Aim:
Extract the full set of records, then give each one again exactly.
** start Data supplied **
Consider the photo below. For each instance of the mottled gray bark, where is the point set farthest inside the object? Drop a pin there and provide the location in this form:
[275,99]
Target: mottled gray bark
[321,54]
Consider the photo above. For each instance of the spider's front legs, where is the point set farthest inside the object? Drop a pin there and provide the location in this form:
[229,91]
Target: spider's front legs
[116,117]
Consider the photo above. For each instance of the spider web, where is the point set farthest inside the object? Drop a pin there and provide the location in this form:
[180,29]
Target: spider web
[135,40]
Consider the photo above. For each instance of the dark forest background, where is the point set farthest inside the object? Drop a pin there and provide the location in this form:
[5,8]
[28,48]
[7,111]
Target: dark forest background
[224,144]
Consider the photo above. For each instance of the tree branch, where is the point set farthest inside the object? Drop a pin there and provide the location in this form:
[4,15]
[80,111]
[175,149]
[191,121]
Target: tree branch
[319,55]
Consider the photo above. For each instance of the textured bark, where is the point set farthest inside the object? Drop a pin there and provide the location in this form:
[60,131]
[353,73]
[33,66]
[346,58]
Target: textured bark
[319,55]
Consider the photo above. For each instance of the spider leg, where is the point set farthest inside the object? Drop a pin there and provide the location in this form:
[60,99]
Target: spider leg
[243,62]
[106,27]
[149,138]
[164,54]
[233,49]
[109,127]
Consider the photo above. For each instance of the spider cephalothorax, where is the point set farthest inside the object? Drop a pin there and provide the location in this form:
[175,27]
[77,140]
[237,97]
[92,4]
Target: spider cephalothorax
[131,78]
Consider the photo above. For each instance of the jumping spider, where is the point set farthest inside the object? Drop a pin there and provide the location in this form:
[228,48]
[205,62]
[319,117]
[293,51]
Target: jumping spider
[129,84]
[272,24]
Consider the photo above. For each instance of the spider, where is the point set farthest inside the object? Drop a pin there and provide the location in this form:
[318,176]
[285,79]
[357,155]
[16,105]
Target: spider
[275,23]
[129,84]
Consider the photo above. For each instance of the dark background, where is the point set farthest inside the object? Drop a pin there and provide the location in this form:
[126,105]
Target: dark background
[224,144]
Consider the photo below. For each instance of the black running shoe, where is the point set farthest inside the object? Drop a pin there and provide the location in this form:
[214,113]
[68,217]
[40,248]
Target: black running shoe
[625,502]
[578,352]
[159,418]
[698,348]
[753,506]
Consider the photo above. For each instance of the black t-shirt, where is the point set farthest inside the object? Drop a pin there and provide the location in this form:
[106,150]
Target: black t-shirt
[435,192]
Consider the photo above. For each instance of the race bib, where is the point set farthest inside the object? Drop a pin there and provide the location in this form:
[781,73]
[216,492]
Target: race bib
** end Data supplied **
Result of the exercise:
Consider the photo below. For each instance of the mottled gray bark, where is the point set farthest inside the object? Drop a pin there and provide the location in this form:
[275,99]
Target: mottled gray bark
[321,54]
Consider the photo above. For each instance of the spider's front legs, where is the point set farthest inside the object? Drop a pin there and provide the location in this form:
[229,91]
Target: spider's front legs
[116,117]
Consider the photo above. For each instance of the spider web, where is the point set farthest inside the object? Drop a pin there and provide the location in this form:
[180,29]
Target: spider web
[135,40]
Consider the photo above. For each instance of the dark forest background, where is the point set farthest inside the object? Drop a pin there and provide the location in this form:
[5,8]
[28,48]
[7,111]
Target: dark forest background
[224,144]
Consider the photo above. For each instance of the tree branch, where is the point set farthest inside the object? Drop a pin there and provide the location in this form:
[4,15]
[80,111]
[175,149]
[191,121]
Target: tree branch
[319,55]
Consider the photo above. For each instance of the textured bark, where is the point set farthest inside the object? Drop a pin there and provide the location in this form:
[60,131]
[353,73]
[33,66]
[346,58]
Target: textured bark
[319,55]
Consider the photo above. For each instance of the spider leg, where is the point set farthest inside the object? Drop a pin there and provide the location in this form:
[60,99]
Target: spider leg
[243,62]
[106,27]
[149,138]
[164,54]
[233,49]
[109,127]
Consider the photo above. For each instance of the spider cephalothorax, where is the point set farthest inside the object? Drop a pin there and provide the location in this form:
[175,27]
[77,140]
[237,97]
[92,4]
Target: spider cephalothorax
[131,78]
Consider the photo above. For each instance of the jumping spider, where is the point set farthest inside the object? Drop a pin there and provide the location in this form:
[228,48]
[205,62]
[319,117]
[293,51]
Target: jumping spider
[129,84]
[272,24]
Consider the photo above. For each instance of the spider, where is the point set farthest inside the object? Drop a pin there and provide the location in this form:
[318,176]
[285,79]
[357,155]
[16,105]
Target: spider
[275,23]
[129,84]
Consider the photo above. For each instance of the dark background, where is the point set farthest inside the object? Drop a pin there and provide the location in this form:
[126,105]
Target: dark background
[224,144]
Consider the photo below. For each instance of the black running shoe, where is the point set farthest inside the object? Drop a pin there and provide the location in this form:
[214,113]
[68,217]
[40,248]
Target: black running shoe
[625,502]
[578,352]
[159,418]
[698,348]
[753,506]
Consider the photo above. For each instance of the black t-shirt, where is the point set farthest inside the object? Drop a pin there and provide the location in this form:
[106,150]
Target: black t-shirt
[435,192]
Consider the photo above. For each instance of the race bib, where is the point set farthest inside the object? Drop a pin there and provide the location in this form:
[781,73]
[216,492]
Target: race bib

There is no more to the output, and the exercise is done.